[Image point annotation entries]
+===+
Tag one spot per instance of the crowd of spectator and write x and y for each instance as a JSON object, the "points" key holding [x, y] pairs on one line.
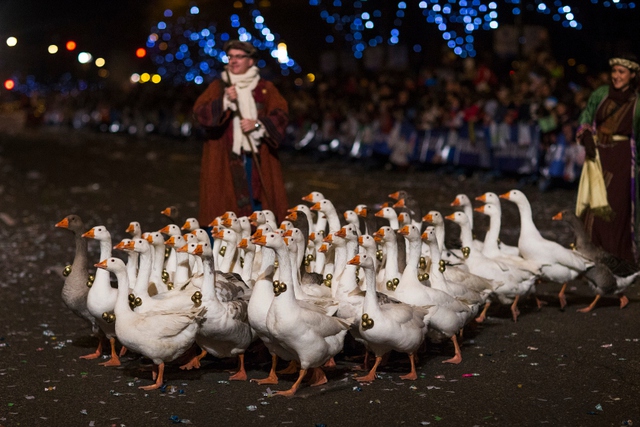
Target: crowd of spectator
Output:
{"points": [[465, 114]]}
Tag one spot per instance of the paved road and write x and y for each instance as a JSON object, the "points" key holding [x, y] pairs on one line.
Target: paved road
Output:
{"points": [[551, 367]]}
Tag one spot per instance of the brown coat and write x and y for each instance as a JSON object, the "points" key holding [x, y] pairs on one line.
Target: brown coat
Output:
{"points": [[217, 192]]}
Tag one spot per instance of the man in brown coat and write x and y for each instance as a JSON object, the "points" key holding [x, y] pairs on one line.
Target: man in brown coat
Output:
{"points": [[245, 118]]}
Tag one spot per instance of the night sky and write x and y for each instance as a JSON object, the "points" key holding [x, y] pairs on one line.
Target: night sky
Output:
{"points": [[114, 28]]}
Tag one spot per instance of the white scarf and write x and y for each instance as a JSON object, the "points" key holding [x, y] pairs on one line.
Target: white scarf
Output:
{"points": [[245, 83]]}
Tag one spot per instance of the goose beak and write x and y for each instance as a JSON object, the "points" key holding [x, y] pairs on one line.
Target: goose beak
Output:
{"points": [[89, 234], [399, 204]]}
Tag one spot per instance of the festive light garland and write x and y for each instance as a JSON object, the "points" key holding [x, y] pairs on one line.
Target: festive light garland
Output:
{"points": [[357, 21], [186, 51]]}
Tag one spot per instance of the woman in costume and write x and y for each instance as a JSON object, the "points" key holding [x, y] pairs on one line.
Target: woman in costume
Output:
{"points": [[610, 123]]}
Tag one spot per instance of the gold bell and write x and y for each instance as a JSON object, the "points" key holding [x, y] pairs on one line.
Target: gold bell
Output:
{"points": [[197, 296], [466, 251], [367, 322]]}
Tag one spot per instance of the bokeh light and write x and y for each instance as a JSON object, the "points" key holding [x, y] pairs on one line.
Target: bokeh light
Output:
{"points": [[84, 57]]}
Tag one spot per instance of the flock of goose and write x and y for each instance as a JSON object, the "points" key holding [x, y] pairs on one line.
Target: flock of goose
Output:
{"points": [[387, 278]]}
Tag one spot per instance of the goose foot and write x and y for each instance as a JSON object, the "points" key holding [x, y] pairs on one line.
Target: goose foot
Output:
{"points": [[317, 377], [457, 358], [241, 375], [114, 361], [194, 363], [483, 315], [331, 363], [562, 298], [157, 375], [514, 309], [590, 306], [95, 354], [623, 301], [294, 387], [291, 369]]}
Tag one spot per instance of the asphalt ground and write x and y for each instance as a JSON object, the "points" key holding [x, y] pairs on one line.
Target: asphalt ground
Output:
{"points": [[552, 367]]}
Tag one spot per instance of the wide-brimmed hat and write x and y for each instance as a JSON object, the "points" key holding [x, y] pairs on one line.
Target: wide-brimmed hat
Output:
{"points": [[627, 63], [246, 47]]}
+===+
EXERCISE: Copy out, word for word, every line of the records from the line containing "Tag one spot per instance of the bokeh" through the final line, with both of those lines included.

CORRECT RESPONSE:
Tag one spot per instance of the bokeh light and write x and y for each instance as a JSON object, the "points" key holding [x, y] pairs on one line.
Target: bokeh light
Output:
{"points": [[84, 57]]}
Tag one spot per instance of the flock of goose and write x and y for each instance as a JSON object, the "points" key holding [x, y] pairs on one line.
Target: flock of goose
Output:
{"points": [[387, 278]]}
Tag one spot per instance of the goose foot and write x and y for each instance as a JSON object, the "points" key holding [x, y] pairs on one line.
Target: goose foot
Output:
{"points": [[317, 377], [457, 358], [241, 375], [114, 361], [194, 363], [483, 315], [331, 363], [562, 298], [157, 375], [514, 309], [590, 306], [95, 354], [623, 301], [294, 387], [291, 369]]}
Tag one spot per instance of the asphalt ground and write x and y for each instance as a JSON object, the "points" key holding [x, y] pairs on one line.
Target: asphalt ground
Output:
{"points": [[552, 367]]}
Tag one spot per instance of the wide-brimmed hat and write x and y for each instance as a JSON object, the "points" key holding [x, y] pairs on one line.
Target: wide-brimmed hat
Output:
{"points": [[627, 63], [246, 47]]}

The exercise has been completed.